Object pointing dataset rows:
##############################

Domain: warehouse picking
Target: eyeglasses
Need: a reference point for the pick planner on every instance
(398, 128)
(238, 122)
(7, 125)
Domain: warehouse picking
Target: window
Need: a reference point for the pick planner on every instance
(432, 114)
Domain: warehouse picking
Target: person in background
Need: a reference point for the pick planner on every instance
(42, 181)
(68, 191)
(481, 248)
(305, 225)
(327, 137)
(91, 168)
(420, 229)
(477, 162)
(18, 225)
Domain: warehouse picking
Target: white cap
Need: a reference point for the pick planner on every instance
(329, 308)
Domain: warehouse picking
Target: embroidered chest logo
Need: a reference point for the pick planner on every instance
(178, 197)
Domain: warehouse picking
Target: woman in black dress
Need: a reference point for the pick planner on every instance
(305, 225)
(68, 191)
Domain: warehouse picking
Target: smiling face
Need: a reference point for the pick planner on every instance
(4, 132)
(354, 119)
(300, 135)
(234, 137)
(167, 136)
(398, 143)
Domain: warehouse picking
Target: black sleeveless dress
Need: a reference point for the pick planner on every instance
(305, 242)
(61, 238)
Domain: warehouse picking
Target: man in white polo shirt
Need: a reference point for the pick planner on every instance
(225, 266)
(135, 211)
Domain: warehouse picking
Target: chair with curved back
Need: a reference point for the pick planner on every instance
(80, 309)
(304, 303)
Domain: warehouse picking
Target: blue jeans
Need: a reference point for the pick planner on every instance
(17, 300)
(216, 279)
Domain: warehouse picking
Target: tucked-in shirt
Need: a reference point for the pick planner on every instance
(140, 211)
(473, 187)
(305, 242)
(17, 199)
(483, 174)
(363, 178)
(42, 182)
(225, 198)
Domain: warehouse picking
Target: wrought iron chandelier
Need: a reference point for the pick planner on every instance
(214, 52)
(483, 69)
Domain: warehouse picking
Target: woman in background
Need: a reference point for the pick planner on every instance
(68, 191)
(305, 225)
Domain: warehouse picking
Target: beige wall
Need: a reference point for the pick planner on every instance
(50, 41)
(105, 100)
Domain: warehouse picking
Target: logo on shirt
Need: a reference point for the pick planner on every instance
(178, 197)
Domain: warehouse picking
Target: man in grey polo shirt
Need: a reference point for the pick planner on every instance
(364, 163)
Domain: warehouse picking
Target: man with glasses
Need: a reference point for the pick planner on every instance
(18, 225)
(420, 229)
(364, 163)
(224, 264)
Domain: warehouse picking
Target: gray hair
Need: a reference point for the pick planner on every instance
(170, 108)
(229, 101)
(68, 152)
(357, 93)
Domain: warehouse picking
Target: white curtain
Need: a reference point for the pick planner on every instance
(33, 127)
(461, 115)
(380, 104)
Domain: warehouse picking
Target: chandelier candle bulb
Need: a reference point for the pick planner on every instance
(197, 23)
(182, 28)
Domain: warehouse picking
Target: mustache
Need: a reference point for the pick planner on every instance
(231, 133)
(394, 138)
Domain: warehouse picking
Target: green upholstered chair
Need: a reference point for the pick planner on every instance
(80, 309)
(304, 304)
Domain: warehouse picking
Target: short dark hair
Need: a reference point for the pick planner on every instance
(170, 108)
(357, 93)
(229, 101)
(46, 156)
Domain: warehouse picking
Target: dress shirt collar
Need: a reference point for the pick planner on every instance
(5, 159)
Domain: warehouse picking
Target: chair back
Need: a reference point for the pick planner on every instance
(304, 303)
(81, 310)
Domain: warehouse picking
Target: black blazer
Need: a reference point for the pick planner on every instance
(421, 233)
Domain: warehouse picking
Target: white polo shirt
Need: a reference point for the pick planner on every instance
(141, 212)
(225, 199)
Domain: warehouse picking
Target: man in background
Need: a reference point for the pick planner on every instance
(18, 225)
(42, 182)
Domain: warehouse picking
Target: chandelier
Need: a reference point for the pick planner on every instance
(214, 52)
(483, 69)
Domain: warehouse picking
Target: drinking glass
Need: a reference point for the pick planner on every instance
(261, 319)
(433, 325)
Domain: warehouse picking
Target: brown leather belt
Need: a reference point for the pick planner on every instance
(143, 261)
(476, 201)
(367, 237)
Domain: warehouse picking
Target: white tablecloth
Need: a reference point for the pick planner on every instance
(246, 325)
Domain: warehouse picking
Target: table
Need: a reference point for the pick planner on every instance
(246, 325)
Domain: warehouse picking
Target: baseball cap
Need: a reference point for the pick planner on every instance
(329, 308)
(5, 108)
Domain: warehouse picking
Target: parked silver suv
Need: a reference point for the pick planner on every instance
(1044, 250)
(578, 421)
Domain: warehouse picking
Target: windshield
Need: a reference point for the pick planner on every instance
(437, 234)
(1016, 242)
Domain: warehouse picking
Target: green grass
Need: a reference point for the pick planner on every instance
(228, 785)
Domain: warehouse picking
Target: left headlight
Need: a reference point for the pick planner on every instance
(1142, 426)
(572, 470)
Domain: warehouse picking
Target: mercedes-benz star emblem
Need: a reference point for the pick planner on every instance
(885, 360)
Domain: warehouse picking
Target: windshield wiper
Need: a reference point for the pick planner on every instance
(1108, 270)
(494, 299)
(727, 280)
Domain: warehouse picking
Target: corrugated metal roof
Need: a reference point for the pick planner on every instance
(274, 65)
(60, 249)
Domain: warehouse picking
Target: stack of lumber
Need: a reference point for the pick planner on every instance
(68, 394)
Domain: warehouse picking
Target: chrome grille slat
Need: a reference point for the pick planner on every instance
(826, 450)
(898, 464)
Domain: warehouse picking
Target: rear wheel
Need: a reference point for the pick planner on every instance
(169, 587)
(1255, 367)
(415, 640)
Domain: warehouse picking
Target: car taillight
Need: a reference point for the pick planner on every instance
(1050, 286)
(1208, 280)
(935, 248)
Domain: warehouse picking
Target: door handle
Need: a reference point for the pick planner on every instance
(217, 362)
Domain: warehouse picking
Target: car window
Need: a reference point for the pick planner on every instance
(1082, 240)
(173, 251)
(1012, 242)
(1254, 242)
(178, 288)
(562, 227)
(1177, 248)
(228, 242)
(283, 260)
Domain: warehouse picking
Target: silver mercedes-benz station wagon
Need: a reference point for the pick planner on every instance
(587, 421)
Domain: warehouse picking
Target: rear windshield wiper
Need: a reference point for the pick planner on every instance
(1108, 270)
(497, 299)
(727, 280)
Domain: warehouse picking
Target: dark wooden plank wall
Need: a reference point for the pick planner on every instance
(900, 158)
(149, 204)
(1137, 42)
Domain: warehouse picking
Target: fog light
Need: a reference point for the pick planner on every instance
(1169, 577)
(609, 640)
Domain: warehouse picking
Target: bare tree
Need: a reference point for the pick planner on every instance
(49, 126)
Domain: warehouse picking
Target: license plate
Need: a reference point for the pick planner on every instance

##############################

# THE EXERCISE:
Output the entries exactly.

# EXERCISE OUTPUT:
Domain: warehouse picking
Target: eyeglasses
Need: a reference point for the pick planner on every instance
(398, 128)
(238, 122)
(7, 125)
Domain: warehouse picking
Target: window
Need: a reference point for the pick planner on every instance
(432, 114)
Domain: warehouse picking
Target: person in background
Need: a reference point for the pick planner on every instance
(42, 181)
(68, 191)
(481, 248)
(305, 225)
(327, 137)
(91, 168)
(420, 229)
(477, 162)
(18, 225)
Domain: warehouse picking
Target: white cap
Need: a reference point for the pick planner on every instance
(329, 308)
Domain: warehouse picking
Target: embroidered chest logo
Need: a reference point for the pick planner on every instance
(178, 197)
Domain: warehouse picking
Target: woman in black dress
Need: a reference point for the pick planner on every instance
(305, 225)
(68, 191)
Domain: warehouse picking
Target: smiling face
Need: a reference point for the pick planner on every instance
(4, 132)
(354, 119)
(300, 135)
(234, 137)
(167, 136)
(398, 143)
Domain: warehouse picking
Target: black sleeveless dress
Need: a reference point for the pick planner on every instance
(305, 242)
(61, 238)
Domain: warehouse picking
Target: man in white polo shirt
Need: a reference point for the pick planner on every instance
(225, 266)
(135, 211)
Domain: warehouse picking
Target: chair with curved back
Need: a reference point for the pick planner on every instance
(80, 309)
(304, 303)
Domain: warehouse picking
Target: blue jeans
Need: a reference point for the pick planner on every instance
(17, 300)
(216, 279)
Domain: warehouse picking
Target: tucked-in shirt
Need: a reference point for the pick planner on every instance
(140, 211)
(473, 187)
(305, 242)
(17, 199)
(483, 174)
(363, 178)
(42, 182)
(225, 198)
Domain: warehouse picking
Target: wrought iron chandelier
Need: a reference point for the pick planner on every instance
(214, 52)
(483, 69)
Domain: warehouse picking
Target: woman in background
Need: a reference point for the pick planner on every instance
(68, 191)
(305, 225)
Domain: warehouse picking
Target: beige wall
Need: a reference point for the pick planner on every instance
(50, 41)
(105, 100)
Domain: warehouse picking
Target: logo on shirt
Need: a reference point for the pick planner on every instance
(178, 197)
Domain: warehouse picking
Target: man in grey polo shirt
Need: a reference point for the pick planner on every instance
(364, 163)
Domain: warehouse picking
Target: man with glasses
Need: a reference point for the pick planner on every instance
(18, 225)
(420, 229)
(364, 163)
(224, 264)
Domain: warehouse picking
Target: gray hair
Need: a reference point for the pick planner on every instance
(170, 108)
(229, 101)
(68, 152)
(357, 93)
Domain: warehouse picking
Target: white curtain
Need: a reference point for the pick planner on every instance
(33, 127)
(461, 115)
(380, 104)
Domain: warehouse picking
Target: chandelier candle bulb
Need: a reference point for the pick planner on every instance
(197, 23)
(182, 28)
Domain: warehouse picking
Target: mustache
Need: a reference point for the pick planner on every instance
(231, 133)
(394, 138)
Domain: warehouse picking
Target: green upholstered chair
Need: a reference point for the pick planner on every instance
(80, 309)
(304, 304)
Domain: warehouse picking
Target: short dark hair
Need: a reference point for the pick planner on every instance
(170, 108)
(357, 93)
(229, 101)
(46, 156)
Domain: warehouse picking
Target: dress shirt collar
Need: a reference point for the pick planner on every instance
(5, 159)
Domain: warehouse picking
Target: chair back
Need: a reference point for the pick planner on every instance
(304, 303)
(81, 310)
Domain: warehouse picking
Target: black blazer
Need: a reference point for the pick planner on every instance
(421, 233)
Domain: warehouse picking
Target: white polo shirt
Need: a reference point for the pick planner on every instance
(141, 212)
(225, 199)
Domain: warehouse picking
Target: man in background
Need: a reference point for the pick planner on every instance
(18, 225)
(42, 182)
Domain: warehouse picking
Target: chandelier
Need: a reference point for the pick planner on every instance
(214, 52)
(483, 69)
Domain: warehouse picking
Target: drinking glass
Need: a reference point for the pick planner on every instance
(261, 319)
(433, 325)
Domain: warehouse picking
Target: brown leather belt
Need: a reference point for the pick planner on every instance
(143, 261)
(476, 201)
(367, 237)
Domain: warehouse picking
Target: white tablecloth
Need: a reference point for the pick planner on every instance
(246, 325)
Domain: warehouse picking
Target: table
Need: a reference point for the pick planner on every instance
(246, 325)
Domain: warehouse picking
Target: baseball cap
Need: a reference point for the pick planner on every instance
(329, 308)
(5, 108)
Domain: warehouse picking
Target: parked silver suv
Need: a reference point for the pick planner on every instance
(1044, 250)
(578, 421)
Domain: warehouse picking
Target: windshield
Need: a reference point for the pick planner on every instance
(437, 234)
(1016, 242)
Domain: warehouse picking
Target: green grass
Need: a reference point for the pick planner on every instance
(228, 785)
Domain: warehouse picking
Target: left headlight
Need: a reference point for the pick planner on every instance
(1142, 426)
(572, 470)
Domain: warehouse picking
Target: mercedes-benz star emblem
Need: a reference point for the pick planner on every instance
(885, 360)
Domain: warehouse picking
Target: windshield wiper
Need: a reference point for the pick planner on every instance
(1108, 270)
(494, 299)
(727, 280)
Domain: warehouse picking
Target: corrugated metal roof
Need: a reference point for the pick planner on every instance
(274, 65)
(60, 249)
Domain: warehouse picking
Target: stack of lumber
Need: a reference point for the pick planner on every instance
(68, 394)
Domain: warehouse picking
Target: chrome grille slat
Need: a reference point for the pick planner on every instance
(826, 450)
(898, 464)
Domain: warehouse picking
Target: rear wheel
Need: a reference point for the pick planner on every instance
(169, 587)
(1255, 367)
(415, 640)
Domain: warehouse picking
Target: car taillight
Need: a reference point for the pick planner on every instance
(1050, 286)
(1208, 280)
(935, 248)
Domain: warehouse picking
Target: door handle
Need: a reference point for the pick planner on every instance
(217, 362)
Domain: warehouse picking
Target: car window
Need: a reference point for the pick planner on every instance
(1082, 240)
(173, 251)
(1012, 242)
(1254, 242)
(178, 288)
(562, 227)
(1177, 248)
(228, 242)
(283, 260)
Domain: warehouse picking
Target: silver mercedes-benz station wagon
Need: a reference point for the pick planner on every instance
(587, 421)
Domain: warehouse picking
Target: rear windshield wiper
Need: a reference point for the pick planner on every instance
(1108, 270)
(497, 299)
(727, 280)
Domain: warehouse picking
Target: dark wooden plank wall
Need: a reference point for the pick planner on every instance
(900, 158)
(149, 204)
(1137, 42)
Domain: warehouse picking
Target: fog light
Need: a reference point for the pick planner on every instance
(1169, 577)
(609, 640)
Domain: warehouse picking
Target: bare tree
Need: a reference point for the pick planner on every instance
(49, 126)
Domain: warehouse picking
Target: license plate
Need: a reference point for the pick planner on every instance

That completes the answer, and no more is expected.